▶ _AUFGABENSTELLUNG_: Erkläre anhand des folgenden Textauszugs über die Diskussion zur Todesstrafe, weshalb Prof. Masai, seine Studenten und weitere Anwesende nach der kurzen Pause in den Seminarraum kamen.
-------- TEXTAUSZUG
Nach einer kurzen Pause füllte sich der Seminarraum noch weiter und Prof. Masai mit seinen Studenten, sowie weitere Strafrechtsdozenten, wissenschaftliche Mitarbeiter und Studierende, stießen hinzu, um an der dann folgenden Diskussion über die Todesstrafe teilnehmen zu können. Unter anderem waren auch Mitarbeiter des Instituts der Europäischen Union an der Waseda anwesend. Zunächst führte Franziska Stahmann die Anwesenden durch einen Vortrag auf Japanisch in die Materie ein. Bei der anschließenden Diskussion, die teils in Japanisch teils in Englisch geführt wurde, war auffällig, dass auch der überwiegende Teil der japanischen Studierenden und Dozenten die Todesstrafe ablehnte. Es kam auch unter japanischen Studenten zu Diskussionen. Insbesondere kamen weitere Bedenken auf, als angesprochen wurde, dass seit Mai 2009 auch zivile Bürger im Rahmen des „Saiban-in-Systems“ über die Verhängung der Todesstrafe mitentscheiden können.
----------------
-------- MATERIALAUSZÜGE
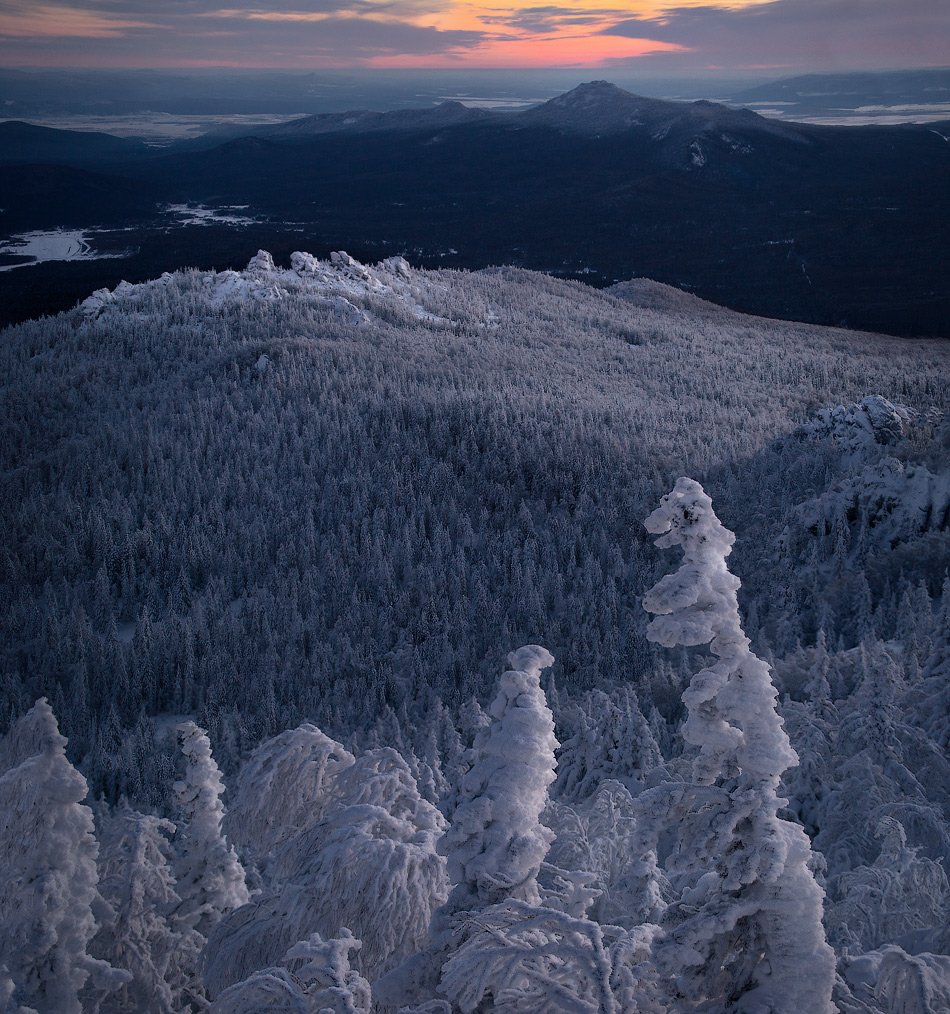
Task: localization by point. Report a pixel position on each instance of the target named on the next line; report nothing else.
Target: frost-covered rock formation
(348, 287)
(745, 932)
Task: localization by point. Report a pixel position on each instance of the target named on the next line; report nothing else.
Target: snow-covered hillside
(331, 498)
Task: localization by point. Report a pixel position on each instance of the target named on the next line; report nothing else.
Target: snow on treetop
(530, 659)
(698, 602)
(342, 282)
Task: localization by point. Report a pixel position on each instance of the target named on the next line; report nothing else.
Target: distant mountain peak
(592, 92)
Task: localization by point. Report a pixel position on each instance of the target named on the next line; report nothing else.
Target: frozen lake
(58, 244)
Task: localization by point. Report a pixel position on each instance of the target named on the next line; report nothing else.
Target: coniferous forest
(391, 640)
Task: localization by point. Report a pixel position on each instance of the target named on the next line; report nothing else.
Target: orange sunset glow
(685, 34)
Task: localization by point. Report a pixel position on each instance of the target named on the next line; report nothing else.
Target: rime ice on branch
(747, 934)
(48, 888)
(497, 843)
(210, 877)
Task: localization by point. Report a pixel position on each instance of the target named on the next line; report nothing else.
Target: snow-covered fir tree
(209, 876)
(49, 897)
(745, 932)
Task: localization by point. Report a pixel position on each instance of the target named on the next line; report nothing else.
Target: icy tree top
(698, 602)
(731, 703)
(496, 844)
----------------
-------- MATERIALAUSZÜGE
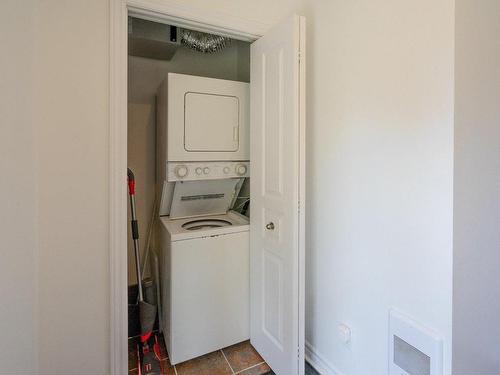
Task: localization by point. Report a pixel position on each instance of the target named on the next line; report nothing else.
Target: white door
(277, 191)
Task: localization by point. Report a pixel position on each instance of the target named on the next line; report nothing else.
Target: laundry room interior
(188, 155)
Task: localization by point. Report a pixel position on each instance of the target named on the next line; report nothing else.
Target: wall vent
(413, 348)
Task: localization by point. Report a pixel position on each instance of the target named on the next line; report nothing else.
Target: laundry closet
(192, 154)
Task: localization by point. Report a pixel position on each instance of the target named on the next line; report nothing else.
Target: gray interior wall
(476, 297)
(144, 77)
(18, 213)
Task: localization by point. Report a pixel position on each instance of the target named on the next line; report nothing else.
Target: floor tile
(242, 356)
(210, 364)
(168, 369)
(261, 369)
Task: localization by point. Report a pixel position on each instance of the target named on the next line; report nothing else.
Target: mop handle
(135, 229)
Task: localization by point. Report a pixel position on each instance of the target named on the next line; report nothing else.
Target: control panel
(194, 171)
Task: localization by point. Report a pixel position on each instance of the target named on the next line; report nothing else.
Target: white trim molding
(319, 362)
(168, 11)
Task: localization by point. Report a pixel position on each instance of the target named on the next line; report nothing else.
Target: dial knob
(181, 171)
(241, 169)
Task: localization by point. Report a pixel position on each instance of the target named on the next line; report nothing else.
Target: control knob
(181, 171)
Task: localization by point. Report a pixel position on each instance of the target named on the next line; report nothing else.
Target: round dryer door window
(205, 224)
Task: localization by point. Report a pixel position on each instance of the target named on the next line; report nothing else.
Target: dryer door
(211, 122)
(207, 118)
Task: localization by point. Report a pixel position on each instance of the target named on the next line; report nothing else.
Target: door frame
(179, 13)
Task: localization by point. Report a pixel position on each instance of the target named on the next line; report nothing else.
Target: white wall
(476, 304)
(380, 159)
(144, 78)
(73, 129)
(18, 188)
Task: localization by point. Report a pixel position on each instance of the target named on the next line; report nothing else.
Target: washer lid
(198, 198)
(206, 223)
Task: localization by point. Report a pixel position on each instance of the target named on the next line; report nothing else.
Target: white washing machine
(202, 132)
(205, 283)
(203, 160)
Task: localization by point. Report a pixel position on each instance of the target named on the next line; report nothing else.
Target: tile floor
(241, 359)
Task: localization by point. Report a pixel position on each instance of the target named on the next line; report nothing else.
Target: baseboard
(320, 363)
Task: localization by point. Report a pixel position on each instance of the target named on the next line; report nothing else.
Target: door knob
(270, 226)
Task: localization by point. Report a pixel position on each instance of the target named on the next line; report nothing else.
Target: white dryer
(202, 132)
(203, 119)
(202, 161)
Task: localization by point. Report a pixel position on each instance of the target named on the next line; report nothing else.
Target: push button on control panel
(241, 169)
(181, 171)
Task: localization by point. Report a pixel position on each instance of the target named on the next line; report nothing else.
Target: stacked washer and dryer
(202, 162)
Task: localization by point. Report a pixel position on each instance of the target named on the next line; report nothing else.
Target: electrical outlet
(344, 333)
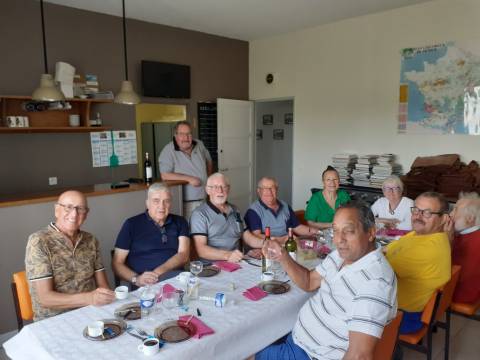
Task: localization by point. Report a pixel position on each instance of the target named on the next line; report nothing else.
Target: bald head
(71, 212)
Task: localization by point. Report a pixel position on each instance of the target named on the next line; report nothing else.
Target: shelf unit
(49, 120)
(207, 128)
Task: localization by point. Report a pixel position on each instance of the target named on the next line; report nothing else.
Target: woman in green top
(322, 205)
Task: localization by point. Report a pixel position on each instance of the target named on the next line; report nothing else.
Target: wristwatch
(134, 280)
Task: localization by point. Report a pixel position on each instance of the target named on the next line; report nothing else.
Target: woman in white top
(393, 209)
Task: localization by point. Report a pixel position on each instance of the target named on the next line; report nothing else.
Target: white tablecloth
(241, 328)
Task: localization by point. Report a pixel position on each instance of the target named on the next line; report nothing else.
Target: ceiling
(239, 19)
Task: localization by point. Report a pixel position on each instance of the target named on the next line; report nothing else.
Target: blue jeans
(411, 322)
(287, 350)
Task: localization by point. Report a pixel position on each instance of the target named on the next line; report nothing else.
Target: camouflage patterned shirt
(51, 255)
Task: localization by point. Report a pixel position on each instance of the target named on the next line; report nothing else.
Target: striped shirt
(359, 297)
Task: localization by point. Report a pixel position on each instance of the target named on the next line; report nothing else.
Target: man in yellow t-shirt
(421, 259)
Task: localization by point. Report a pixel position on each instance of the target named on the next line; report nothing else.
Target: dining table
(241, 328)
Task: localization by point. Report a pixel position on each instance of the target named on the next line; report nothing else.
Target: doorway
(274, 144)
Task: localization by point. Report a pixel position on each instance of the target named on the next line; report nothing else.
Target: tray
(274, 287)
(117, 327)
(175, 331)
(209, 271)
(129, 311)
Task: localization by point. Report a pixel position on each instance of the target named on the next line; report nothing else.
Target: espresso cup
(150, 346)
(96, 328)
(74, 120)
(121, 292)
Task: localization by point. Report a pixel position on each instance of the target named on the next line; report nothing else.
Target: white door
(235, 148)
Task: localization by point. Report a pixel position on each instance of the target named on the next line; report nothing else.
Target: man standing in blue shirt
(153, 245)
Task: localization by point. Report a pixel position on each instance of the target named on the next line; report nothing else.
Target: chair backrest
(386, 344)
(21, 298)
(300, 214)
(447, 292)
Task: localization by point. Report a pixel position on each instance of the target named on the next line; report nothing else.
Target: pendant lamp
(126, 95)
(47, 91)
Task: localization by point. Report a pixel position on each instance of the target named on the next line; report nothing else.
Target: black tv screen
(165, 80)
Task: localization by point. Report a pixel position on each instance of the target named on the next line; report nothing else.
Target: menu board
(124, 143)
----------------
▶ _ERWARTETE ANTWORT_: Sie kamen hinzu, um an der anschließenden Diskussion über die Todesstrafe teilnehmen zu können.